▶ **Job**: Format the lines as a JSON list of strings, one string per line with blank lines dropped. Cover only the part that opens with the line containing "Question. Point out every instance of the roof rack" and runs through the end of the lines below, leaving the pictures out.
== Material provided ==
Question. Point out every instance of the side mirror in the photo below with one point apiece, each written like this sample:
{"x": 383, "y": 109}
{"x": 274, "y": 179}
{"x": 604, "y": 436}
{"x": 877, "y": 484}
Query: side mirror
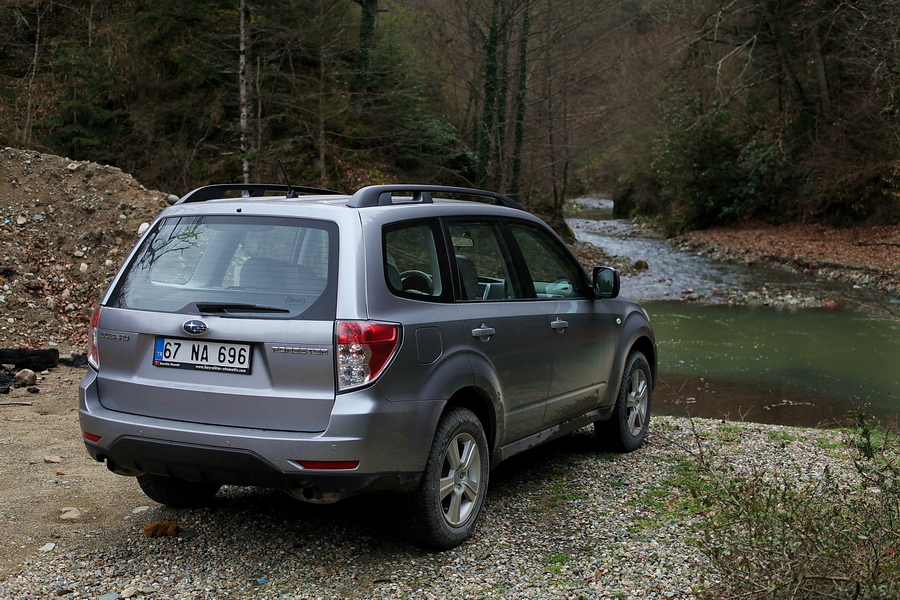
{"x": 606, "y": 282}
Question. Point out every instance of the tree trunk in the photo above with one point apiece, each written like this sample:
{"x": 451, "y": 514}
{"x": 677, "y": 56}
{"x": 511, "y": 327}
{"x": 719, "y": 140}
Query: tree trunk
{"x": 366, "y": 43}
{"x": 491, "y": 82}
{"x": 244, "y": 90}
{"x": 519, "y": 133}
{"x": 29, "y": 111}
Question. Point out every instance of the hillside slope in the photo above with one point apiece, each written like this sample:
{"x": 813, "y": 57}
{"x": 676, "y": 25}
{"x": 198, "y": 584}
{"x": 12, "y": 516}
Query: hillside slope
{"x": 65, "y": 227}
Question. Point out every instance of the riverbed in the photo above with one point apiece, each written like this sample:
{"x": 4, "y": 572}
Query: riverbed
{"x": 752, "y": 343}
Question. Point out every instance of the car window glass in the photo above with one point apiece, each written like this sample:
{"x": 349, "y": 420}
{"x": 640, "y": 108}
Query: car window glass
{"x": 553, "y": 271}
{"x": 483, "y": 264}
{"x": 213, "y": 264}
{"x": 411, "y": 261}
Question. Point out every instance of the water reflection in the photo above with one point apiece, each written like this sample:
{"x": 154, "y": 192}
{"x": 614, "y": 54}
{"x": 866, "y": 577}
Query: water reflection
{"x": 757, "y": 363}
{"x": 794, "y": 367}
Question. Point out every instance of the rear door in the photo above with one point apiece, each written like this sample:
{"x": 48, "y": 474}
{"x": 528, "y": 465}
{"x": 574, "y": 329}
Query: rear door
{"x": 225, "y": 321}
{"x": 503, "y": 326}
{"x": 584, "y": 336}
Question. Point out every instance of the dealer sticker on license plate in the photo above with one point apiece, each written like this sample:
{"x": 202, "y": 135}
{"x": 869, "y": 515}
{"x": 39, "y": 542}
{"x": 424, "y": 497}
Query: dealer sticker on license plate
{"x": 202, "y": 355}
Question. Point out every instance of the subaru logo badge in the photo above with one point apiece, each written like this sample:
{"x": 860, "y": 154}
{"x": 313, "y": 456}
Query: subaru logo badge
{"x": 195, "y": 327}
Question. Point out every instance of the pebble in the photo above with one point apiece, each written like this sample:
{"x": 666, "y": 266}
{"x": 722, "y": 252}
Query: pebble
{"x": 560, "y": 522}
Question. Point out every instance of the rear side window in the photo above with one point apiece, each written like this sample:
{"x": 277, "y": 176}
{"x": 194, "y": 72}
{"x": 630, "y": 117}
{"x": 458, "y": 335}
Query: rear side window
{"x": 255, "y": 267}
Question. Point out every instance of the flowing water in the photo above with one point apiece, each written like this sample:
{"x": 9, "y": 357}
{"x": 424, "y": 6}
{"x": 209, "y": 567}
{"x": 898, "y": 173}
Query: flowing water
{"x": 785, "y": 363}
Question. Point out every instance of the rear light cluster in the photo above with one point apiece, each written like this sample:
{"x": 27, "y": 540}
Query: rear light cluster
{"x": 93, "y": 352}
{"x": 364, "y": 348}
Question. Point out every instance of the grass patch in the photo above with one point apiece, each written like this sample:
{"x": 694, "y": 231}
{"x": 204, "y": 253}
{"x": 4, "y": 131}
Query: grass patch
{"x": 796, "y": 536}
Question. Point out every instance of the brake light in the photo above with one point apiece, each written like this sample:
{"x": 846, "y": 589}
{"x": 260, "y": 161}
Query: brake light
{"x": 93, "y": 352}
{"x": 329, "y": 464}
{"x": 364, "y": 348}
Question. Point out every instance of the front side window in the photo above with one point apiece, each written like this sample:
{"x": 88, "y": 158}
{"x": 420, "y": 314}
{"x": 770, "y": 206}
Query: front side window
{"x": 484, "y": 265}
{"x": 257, "y": 267}
{"x": 413, "y": 262}
{"x": 553, "y": 271}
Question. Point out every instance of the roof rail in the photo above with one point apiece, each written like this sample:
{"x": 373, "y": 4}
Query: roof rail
{"x": 250, "y": 190}
{"x": 383, "y": 195}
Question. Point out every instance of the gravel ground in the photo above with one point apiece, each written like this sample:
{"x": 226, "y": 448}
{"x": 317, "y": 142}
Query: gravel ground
{"x": 560, "y": 522}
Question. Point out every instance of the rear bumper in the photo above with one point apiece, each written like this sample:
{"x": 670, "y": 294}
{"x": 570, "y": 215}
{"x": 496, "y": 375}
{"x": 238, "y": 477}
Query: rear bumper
{"x": 391, "y": 441}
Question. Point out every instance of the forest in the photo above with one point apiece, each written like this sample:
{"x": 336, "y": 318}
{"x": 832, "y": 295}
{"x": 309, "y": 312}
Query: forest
{"x": 694, "y": 112}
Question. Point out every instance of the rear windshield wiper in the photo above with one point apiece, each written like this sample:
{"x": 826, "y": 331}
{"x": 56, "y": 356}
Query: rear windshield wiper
{"x": 230, "y": 307}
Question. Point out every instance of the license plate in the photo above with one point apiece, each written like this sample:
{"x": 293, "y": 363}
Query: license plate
{"x": 201, "y": 355}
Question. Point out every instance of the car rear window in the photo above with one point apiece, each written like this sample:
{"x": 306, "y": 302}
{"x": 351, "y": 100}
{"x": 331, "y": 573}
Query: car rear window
{"x": 253, "y": 267}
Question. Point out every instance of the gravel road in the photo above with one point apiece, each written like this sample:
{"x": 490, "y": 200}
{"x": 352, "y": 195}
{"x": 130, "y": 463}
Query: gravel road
{"x": 561, "y": 522}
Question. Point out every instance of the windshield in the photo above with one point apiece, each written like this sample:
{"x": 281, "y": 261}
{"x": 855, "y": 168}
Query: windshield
{"x": 254, "y": 267}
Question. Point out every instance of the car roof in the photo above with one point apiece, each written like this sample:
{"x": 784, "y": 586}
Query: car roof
{"x": 370, "y": 196}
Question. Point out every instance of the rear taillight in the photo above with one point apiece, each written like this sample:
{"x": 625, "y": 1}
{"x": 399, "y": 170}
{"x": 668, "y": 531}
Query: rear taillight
{"x": 93, "y": 353}
{"x": 364, "y": 348}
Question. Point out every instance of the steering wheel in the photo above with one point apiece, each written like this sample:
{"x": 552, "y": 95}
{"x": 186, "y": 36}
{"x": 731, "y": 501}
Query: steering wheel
{"x": 416, "y": 281}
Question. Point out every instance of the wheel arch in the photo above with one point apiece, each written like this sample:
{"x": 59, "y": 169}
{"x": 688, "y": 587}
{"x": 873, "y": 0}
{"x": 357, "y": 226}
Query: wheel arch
{"x": 476, "y": 401}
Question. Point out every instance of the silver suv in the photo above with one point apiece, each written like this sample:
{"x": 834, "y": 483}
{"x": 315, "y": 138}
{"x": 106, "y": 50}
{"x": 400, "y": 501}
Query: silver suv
{"x": 329, "y": 345}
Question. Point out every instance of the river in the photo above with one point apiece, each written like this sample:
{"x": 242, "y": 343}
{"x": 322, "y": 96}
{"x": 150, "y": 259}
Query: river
{"x": 811, "y": 356}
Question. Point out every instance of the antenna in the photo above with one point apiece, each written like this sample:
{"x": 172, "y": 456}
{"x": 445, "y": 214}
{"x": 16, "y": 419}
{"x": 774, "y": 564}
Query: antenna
{"x": 291, "y": 193}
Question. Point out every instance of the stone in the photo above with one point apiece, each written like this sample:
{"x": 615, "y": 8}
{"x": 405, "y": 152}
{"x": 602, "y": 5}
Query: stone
{"x": 25, "y": 377}
{"x": 69, "y": 513}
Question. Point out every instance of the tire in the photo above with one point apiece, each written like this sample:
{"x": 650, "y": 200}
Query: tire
{"x": 178, "y": 493}
{"x": 627, "y": 428}
{"x": 451, "y": 493}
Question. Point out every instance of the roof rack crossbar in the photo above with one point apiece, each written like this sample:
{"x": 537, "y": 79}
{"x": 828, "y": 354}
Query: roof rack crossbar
{"x": 252, "y": 190}
{"x": 382, "y": 195}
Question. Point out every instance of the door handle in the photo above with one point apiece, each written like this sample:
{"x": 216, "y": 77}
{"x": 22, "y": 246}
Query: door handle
{"x": 483, "y": 333}
{"x": 559, "y": 325}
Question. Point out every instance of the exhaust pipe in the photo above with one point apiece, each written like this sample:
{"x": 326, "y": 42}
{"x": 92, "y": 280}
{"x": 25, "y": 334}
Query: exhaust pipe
{"x": 122, "y": 470}
{"x": 313, "y": 495}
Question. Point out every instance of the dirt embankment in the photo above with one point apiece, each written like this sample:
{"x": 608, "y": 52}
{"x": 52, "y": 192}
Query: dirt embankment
{"x": 65, "y": 227}
{"x": 864, "y": 256}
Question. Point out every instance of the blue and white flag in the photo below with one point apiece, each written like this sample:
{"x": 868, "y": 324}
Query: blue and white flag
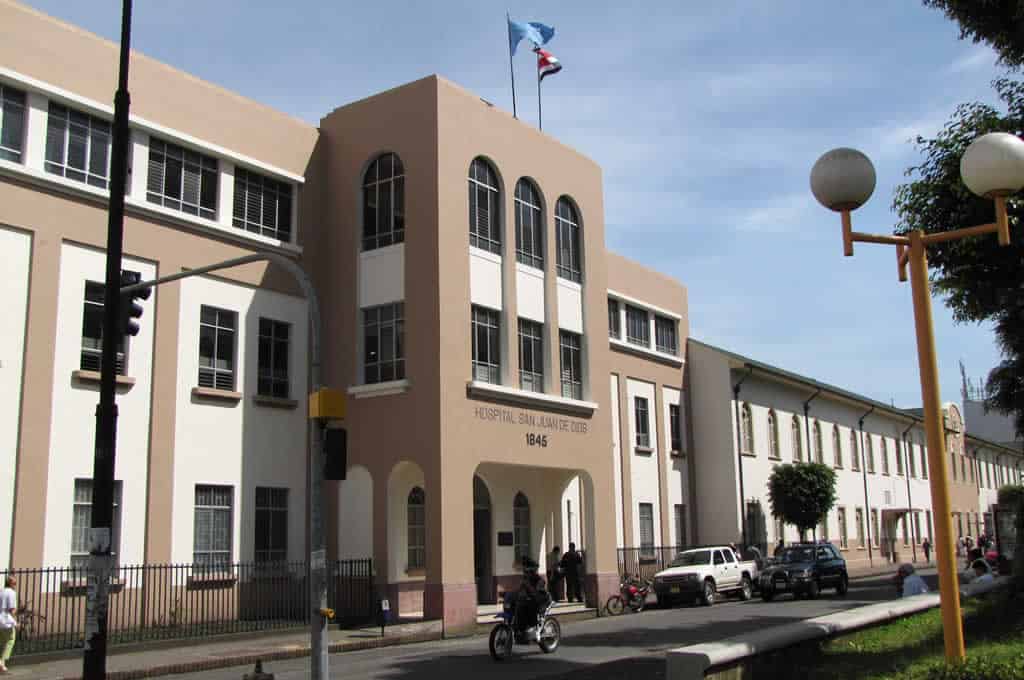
===
▶ **Reply**:
[
  "Question. Point out every instance of the roof rack crossbar in the photo above with one point apiece, each written like this sample:",
  "{\"x\": 537, \"y\": 79}",
  "{\"x\": 828, \"y\": 354}",
  "Query: roof rack crossbar",
  "{\"x\": 252, \"y\": 190}",
  "{\"x\": 382, \"y\": 195}",
  "Question. Point out every instance of the door handle in the photo above with one point apiece, each written like this sample:",
  "{\"x\": 216, \"y\": 77}",
  "{\"x\": 22, \"y\": 246}",
  "Query: door handle",
  "{\"x\": 483, \"y\": 333}",
  "{\"x\": 559, \"y\": 325}",
  "Question. Point out every instance of the exhaust pipe in the photo above with one point apiece, each written like this sample:",
  "{\"x\": 326, \"y\": 42}",
  "{\"x\": 92, \"y\": 280}",
  "{\"x\": 25, \"y\": 334}",
  "Query: exhaust pipe",
  "{\"x\": 122, \"y\": 470}",
  "{\"x\": 313, \"y\": 495}",
  "Question. Point out every instance of the dirt embankment in the photo above with one point apiece, each written like this sample:",
  "{\"x\": 608, \"y\": 52}",
  "{\"x\": 52, \"y\": 192}",
  "Query: dirt embankment",
  "{\"x\": 65, \"y\": 227}",
  "{\"x\": 864, \"y\": 256}",
  "Question. Point out every instance of the blue and white flag in the photo below with one point apiece, each written like this sample:",
  "{\"x\": 868, \"y\": 324}",
  "Query: blue and white flag"
]